### [Task]
Copy every row below word for word, leaving out the pictures.

── Records supplied

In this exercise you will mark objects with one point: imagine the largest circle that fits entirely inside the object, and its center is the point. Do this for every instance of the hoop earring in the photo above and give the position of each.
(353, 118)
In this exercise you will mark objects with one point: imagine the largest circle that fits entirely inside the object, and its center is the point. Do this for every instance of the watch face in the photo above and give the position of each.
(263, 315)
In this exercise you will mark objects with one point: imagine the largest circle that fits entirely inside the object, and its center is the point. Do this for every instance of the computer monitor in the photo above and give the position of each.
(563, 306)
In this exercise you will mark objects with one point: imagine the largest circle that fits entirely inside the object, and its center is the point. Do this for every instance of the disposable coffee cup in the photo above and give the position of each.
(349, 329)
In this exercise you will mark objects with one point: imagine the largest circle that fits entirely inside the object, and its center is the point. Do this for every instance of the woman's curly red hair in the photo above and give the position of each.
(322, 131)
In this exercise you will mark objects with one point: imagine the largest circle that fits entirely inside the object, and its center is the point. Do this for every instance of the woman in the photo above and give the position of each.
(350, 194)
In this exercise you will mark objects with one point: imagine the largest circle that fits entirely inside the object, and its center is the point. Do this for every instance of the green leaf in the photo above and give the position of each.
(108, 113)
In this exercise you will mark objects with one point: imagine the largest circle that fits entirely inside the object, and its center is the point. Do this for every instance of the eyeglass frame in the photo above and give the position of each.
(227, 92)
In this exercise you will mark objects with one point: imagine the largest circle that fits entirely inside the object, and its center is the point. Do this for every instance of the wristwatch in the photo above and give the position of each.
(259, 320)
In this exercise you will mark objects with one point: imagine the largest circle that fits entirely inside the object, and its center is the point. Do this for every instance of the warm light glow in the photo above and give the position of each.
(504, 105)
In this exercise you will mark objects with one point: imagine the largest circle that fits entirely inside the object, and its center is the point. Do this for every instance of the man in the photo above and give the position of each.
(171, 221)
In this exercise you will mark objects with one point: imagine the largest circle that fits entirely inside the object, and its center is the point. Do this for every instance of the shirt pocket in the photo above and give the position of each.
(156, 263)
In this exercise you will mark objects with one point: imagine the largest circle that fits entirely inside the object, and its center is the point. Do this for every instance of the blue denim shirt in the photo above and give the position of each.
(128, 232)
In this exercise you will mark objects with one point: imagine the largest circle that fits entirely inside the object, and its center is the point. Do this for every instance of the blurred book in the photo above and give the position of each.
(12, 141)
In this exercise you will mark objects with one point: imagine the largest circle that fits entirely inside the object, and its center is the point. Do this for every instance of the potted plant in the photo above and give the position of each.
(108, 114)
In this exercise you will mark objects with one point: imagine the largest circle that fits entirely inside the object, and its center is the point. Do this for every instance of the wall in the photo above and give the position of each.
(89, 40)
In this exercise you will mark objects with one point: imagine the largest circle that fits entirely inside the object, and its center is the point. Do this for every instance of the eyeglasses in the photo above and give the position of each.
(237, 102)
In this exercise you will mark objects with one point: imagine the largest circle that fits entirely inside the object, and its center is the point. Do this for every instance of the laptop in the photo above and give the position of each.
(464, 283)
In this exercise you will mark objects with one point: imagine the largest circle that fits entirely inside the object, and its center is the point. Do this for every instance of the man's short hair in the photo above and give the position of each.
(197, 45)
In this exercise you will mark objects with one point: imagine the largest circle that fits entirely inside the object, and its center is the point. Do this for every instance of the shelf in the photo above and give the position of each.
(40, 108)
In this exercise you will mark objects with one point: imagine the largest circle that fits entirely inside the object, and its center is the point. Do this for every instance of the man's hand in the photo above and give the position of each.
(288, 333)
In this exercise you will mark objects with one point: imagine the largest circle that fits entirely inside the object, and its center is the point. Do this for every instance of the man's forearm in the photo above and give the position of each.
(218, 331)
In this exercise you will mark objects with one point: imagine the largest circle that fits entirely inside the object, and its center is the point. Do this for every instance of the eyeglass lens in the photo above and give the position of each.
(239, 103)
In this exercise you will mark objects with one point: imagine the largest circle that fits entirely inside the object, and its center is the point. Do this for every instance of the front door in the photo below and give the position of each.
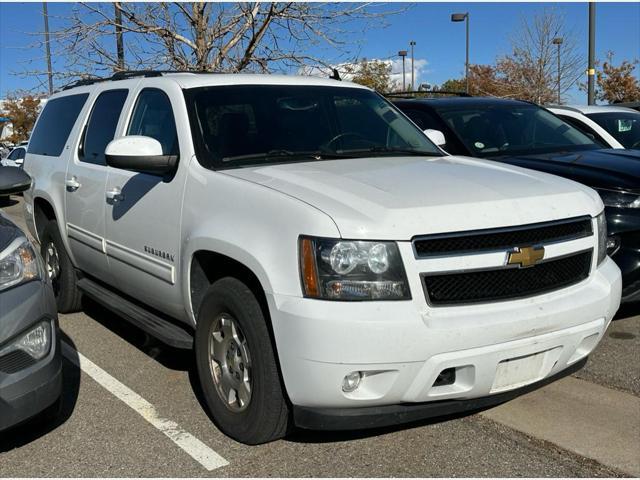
(143, 216)
(85, 182)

────

### [Output of the exercise]
In this exercise you will mark objects with one point: imagine the largest circle that fits entirely inside the object, and its center is the point. Do this for every instance of the hoop earring in the photo above and give the position of each.
(353, 118)
In this exercise you will mark objects with one point: imagine the largest circle that fits entirely inside the object, and its center is the point. Do this for every instance of the watch face in the photo above and give the position of each.
(263, 315)
In this exercise you will mark objects with one point: imagine the largest circle that fits entirely inside the object, and its center is the point. Do this for every instance of the computer monitor in the photo above and give the position of each.
(563, 306)
In this exercise you will mark objects with one point: imagine the largest circle that fits entirely inside the object, and its center is the point. Do this for every instance of the disposable coffee cup in the photo above and give the position of each.
(349, 329)
In this exercise you will mark objects with one point: imagine the largest circle that fits entirely inside the object, and its center is the point. Do this for every instance of the woman's curly red hair in the photo above and give the position of each.
(322, 131)
In this exercise you will mark objects with one point: imagine the largest circle that fits entirely inside the object, and its center is the point. Do this for every instance of the woman in the photo above and give the position of each.
(350, 194)
In this exercise you will mark objects with one point: imagine the largest circle that fits entirely inside the object, and its center is the point. Do this for every instance of the green leaf in the photo above and give the position of each.
(108, 113)
In this exercise you will mark objects with one point: imagine the largest circle that fits entirely inside the object, and its center is the point. Do this for every instance of the eyeglass frame in the photo above and give the position of each.
(227, 92)
In this exercise you will mark objects with one point: imagine the largest circle that fits entirely inside the object, and its center is the point. Do this for every instance of the wristwatch in the photo above and give the position of each.
(259, 320)
In this exercise you will mark objects with one point: imagine the largest circle that fits entirely inside the object, and its center is the point. Do this for every instance of the warm light glow in the photo above and give the position of each.
(504, 105)
In this exercise you will mark objects with one point: imagine the largest circle that fits entirely inside the object, and its center is the point. Do this for every instance of the man in the photo above and give the position of each.
(171, 221)
In this exercise you will mark objects with one point: imagine the largest circle that fits entirely inside the object, and its center is the point. Do this for every instance of the shirt pocket in the photo above and give the position of each.
(156, 263)
In this exercise you will mark objects with one point: imagine the largest circle that fits entirely inside the object, and its center is the point. Do this for every instance of the blue denim shirt in the photo above and give the position of each.
(128, 232)
In this exercise you will mark objects with one point: imagine the largest circle that fits entirely inside the object, and its center is the point. Do this for every instance of the blurred book in the photo above and give the position of each.
(12, 141)
In this exercise you will mark objects with one point: imagine the largest circle that fits entirely inside the object, and its center is the point. Do this for every instance of the potted plant in the photo above and give the position of each.
(108, 114)
In this exercise you will mark objects with one point: imagine the largest circle that fits entirely inside the object, and its center is the point. Do this for every instance of the wall in the photo above and give the position of each.
(89, 40)
In this exercise you will mark objects with one point: imagine the largest circle that fits entirely inside the object, and its center is the point. Do this for every instance of the eyeglasses in the photo above and give the position of each.
(237, 102)
In this exercise you will mark objects with one point: imagine the largest circle that fits entirely inside the object, and its center is the point. Do this for every instance of the laptop in the photo above and give the position of each.
(464, 283)
In this exercise you will mark objects with one point: imagine the largest circle that fits entirely inside the object, and its center is the point. Do this for every instance of the man's short hair in the photo above and give the position of each.
(197, 45)
In this exercise you will mark objects with one point: imagine the largest circle that fits entirely inside the object, and its center is the point. Do this for every instance of the shelf in the photo above and give the position of each.
(40, 108)
In this exercise you will mark objects with one point: imagine the largest circle that fits entirely inside the object, and its center is the point. Do this for every instance of the man's hand in the photo above and give the position of each.
(288, 333)
In this exercise you will mark objects with one point: imagine the largest circle that fits entirely inside the object, and its center is the point. Do this for every instance of the man's forearm in the photo above and give the position of each.
(218, 331)
In this exercise you will mark objects with one point: imagine the largest circle that fits entirely inside the object, and its center is the point. Do this for every instance of the eyeglass lens in the photo above and give the position of each.
(239, 103)
In this exercise you will mark objects with one point: imagine the largest circle that fits entirely inside the object, and its center is the point. Do this for every instance of the front door in the photo below and give the position of each.
(143, 216)
(85, 182)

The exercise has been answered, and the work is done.